From the line containing "Put a dot on each instance of the light" to the end of the entries, return every line exactly, both ends included, and add nothing.

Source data
-=-=-
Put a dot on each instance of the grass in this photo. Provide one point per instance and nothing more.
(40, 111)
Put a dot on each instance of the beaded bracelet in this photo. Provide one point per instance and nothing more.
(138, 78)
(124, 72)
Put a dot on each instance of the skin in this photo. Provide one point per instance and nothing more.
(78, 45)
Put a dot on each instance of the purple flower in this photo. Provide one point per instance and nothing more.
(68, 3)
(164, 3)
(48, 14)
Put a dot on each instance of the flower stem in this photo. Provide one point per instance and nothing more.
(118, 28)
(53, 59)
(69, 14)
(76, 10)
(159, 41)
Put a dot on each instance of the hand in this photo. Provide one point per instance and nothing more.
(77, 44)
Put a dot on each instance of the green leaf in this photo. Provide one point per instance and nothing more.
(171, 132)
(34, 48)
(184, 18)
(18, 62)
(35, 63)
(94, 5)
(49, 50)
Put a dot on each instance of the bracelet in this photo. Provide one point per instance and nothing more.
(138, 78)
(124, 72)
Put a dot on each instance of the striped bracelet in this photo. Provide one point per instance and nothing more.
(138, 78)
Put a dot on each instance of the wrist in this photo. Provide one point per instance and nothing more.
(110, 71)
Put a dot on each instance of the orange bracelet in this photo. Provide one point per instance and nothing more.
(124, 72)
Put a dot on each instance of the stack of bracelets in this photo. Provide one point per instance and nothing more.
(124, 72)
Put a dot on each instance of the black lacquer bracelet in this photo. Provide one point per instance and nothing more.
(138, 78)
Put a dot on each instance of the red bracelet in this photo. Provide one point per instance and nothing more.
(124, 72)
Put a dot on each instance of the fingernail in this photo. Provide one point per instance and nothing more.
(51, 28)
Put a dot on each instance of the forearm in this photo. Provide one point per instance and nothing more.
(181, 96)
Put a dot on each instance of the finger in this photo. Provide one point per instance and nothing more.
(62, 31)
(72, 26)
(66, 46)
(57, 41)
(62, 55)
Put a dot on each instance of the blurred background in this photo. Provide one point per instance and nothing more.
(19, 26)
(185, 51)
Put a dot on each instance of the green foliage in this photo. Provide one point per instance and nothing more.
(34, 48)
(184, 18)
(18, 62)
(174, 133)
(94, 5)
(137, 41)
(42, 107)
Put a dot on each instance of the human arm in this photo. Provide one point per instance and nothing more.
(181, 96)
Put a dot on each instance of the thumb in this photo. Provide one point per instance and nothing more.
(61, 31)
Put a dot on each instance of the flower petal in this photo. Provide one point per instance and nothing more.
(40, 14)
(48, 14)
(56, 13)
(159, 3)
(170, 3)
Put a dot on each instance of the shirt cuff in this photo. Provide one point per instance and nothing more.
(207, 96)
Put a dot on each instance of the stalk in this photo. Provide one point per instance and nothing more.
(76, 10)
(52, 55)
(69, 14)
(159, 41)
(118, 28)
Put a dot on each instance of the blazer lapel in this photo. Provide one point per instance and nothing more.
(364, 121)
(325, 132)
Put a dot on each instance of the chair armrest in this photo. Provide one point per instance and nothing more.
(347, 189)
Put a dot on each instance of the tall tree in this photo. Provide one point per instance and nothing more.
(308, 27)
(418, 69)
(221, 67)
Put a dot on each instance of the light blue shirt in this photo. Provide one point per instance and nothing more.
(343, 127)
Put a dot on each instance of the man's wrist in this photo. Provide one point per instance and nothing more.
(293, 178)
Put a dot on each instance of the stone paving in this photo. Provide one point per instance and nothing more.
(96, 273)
-=-=-
OUTPUT
Put a dot on each instance of the light blue shirt in this photo. Provide one point per instance and nothing more.
(343, 127)
Put a dot on each instance of the man's wrist in this photo. Provide one point per instance and nothing more.
(293, 178)
Put a dot on each instance of the stone paving in this photo. Provide one point per instance and nothing more.
(96, 273)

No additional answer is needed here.